__TASK STATEMENT__. Leave out the pictures and return every entry exactly as it appears.

[Position annotation records]
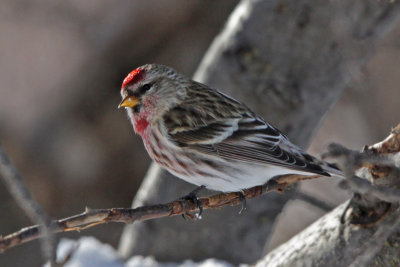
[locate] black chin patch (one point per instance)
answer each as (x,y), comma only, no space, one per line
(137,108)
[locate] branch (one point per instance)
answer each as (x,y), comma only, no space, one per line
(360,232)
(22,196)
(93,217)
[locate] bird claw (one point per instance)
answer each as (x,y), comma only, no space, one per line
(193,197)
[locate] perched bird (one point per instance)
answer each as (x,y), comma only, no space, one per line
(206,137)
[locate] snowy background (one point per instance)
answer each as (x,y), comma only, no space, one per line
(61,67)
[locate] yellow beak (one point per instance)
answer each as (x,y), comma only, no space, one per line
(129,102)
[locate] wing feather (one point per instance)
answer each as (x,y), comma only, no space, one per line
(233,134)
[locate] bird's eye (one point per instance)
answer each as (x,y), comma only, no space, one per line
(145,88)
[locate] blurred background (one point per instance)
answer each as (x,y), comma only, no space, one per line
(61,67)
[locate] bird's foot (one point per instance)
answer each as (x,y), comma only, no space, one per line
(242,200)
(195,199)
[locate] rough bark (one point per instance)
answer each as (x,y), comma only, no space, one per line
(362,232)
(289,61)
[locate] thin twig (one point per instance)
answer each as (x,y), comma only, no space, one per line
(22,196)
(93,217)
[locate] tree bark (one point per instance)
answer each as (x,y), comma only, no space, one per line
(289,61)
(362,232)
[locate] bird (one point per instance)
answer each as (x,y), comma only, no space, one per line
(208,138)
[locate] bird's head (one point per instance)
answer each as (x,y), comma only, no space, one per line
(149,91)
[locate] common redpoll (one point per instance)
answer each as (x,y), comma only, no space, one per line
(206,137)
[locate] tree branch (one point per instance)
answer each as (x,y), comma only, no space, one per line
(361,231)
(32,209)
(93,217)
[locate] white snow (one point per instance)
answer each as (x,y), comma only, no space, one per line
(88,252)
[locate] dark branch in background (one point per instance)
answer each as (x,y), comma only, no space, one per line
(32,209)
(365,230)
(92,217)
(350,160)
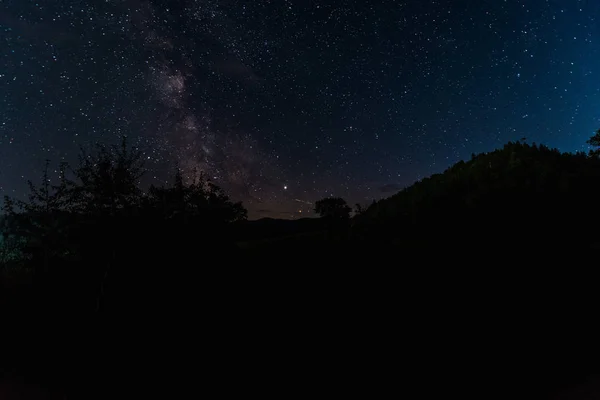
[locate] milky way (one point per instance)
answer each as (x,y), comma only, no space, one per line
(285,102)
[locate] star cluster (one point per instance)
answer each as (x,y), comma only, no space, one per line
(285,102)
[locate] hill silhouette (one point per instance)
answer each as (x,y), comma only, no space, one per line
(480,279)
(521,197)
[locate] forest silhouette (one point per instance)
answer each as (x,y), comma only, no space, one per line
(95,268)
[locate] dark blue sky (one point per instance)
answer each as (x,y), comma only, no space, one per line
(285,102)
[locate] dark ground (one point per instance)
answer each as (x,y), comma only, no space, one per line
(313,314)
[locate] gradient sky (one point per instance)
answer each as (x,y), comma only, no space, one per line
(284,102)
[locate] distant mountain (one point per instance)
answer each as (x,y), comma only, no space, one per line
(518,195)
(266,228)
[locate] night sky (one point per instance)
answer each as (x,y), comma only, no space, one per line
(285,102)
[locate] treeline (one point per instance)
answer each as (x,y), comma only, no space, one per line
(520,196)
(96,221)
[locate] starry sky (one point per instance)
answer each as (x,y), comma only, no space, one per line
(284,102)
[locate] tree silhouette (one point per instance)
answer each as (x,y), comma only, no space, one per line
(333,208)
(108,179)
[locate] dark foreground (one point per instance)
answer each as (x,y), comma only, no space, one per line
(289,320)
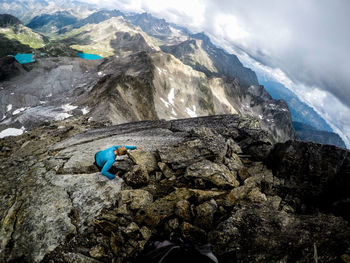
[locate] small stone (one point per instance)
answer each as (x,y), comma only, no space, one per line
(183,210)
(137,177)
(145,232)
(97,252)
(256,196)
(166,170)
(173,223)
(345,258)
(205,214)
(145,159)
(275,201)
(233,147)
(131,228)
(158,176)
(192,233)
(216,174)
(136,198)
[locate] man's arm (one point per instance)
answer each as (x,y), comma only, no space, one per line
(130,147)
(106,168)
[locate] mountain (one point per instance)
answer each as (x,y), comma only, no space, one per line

__EXERCISE ANSWER__.
[locate] black chin patch (one point per instance)
answer each as (x,y), comma only, no space, one per line
(137,108)
[locate] branch (one point per instance)
answer each as (x,y), comma only, no space, one per line
(360,232)
(22,196)
(93,217)
[locate] bird claw (one point per instance)
answer each as (x,y), comma only, no space, one per line
(193,197)
[locate] perched bird (one point per instance)
answer each as (x,y), comma only, no space, one per line
(206,137)
[locate] snowy background (one point per instance)
answer each as (x,y), comma only, no space, one per line
(61,67)
[locate] yellow beak (one point per instance)
answer each as (x,y), comma only, no space, one per line
(129,102)
[locate] wing feather (one point per instance)
answer each as (x,y), comma only, no space, one per line
(233,134)
[locate] bird's eye (one point per instance)
answer each as (x,y), comma only, no space, one per line
(145,88)
[locate] blurred background (one point per instance)
answer each as (x,y), comma only, no space, one per line
(61,67)
[locate] bird's foot (one point per instance)
answer each as (x,y), comma only, no space, one per line
(242,200)
(195,199)
[locate] rough bark (one point per instance)
answer each as (x,y), comma only, no space, one per line
(362,232)
(289,61)
[locate] thin twig (one point per instance)
answer each as (x,y), comma only, no space, one per line
(22,196)
(93,217)
[locate] tree bark (one point per instance)
answer each as (x,y), comma only, no space, one per line
(289,61)
(362,232)
[locate] bird (one point per instance)
answer each as (x,y), comma only, no space, one per line
(208,138)
[locate] bird's head (one point per instance)
answer each as (x,y), comma only, no space, one per line
(149,91)
[locate] common redpoll (one point per instance)
answer each as (x,y), comma only, no space, one per line
(206,137)
[locate] tree branch (one point per instance)
answer each as (x,y), comma only, no space, one per line
(361,231)
(32,209)
(93,217)
[locate] white snow (one point per instance)
answer each as (x,y), comma only, no space, one per line
(88,252)
[locate] dark branch in background (one point per instance)
answer each as (x,y), comma only, no space, one per line
(32,209)
(365,230)
(92,217)
(350,160)
[locate] milky way (one point per instance)
answer each as (x,y), comma only, no space, one per line
(285,102)
[locate] star cluster (one point per instance)
answer each as (x,y), comma only, no space, one per line
(285,102)
[locate] hill silhouette (one point per instance)
answer each as (x,y), comma only, no space, one per line
(480,279)
(521,197)
[locate] forest silhouette (one point per instance)
answer each as (x,y), comma only, no space, one per line
(95,268)
[locate] dark blue sky (one point per instance)
answer each as (x,y), comma only, no space, one per line
(285,102)
[locate] dark ground (one point per instance)
answer each as (x,y), comma only, no space, one per line
(313,314)
[locate] gradient sky (one point per instance)
answer each as (x,y), comma only, no space, one per line
(284,102)
[locate] distant mountain (one point per instance)
answer each as (x,y), comma only, no space, one per line
(518,195)
(266,228)
[locate] night sky (one point per instance)
answer each as (x,y), comma only, no space, one per line
(285,102)
[locate] treeline (one point per instance)
answer each as (x,y), comma only, no space, one per line
(520,196)
(96,221)
[locate] starry sky (one point per instance)
answer each as (x,y), comma only, no space, one per line
(284,102)
[locate] tree silhouette (one point per instance)
answer each as (x,y), comma only, no space, one per line
(333,208)
(108,179)
[locate] dark foreground (one point per instance)
answer each as (x,y), comma only, no space, one per line
(289,320)
[locate] small stone (one point per instance)
answer each as (x,y), comma only, no space, one per line
(183,210)
(137,177)
(145,232)
(97,252)
(256,196)
(166,170)
(173,223)
(345,258)
(205,214)
(145,159)
(275,201)
(233,147)
(131,228)
(158,176)
(192,233)
(216,174)
(136,198)
[locate] man's arm (one point per instance)
answer each as (x,y), comma only, no space, one per line
(130,147)
(106,168)
[locate] mountain (one point per instance)
answer each as (x,y), comma only, no space, one per line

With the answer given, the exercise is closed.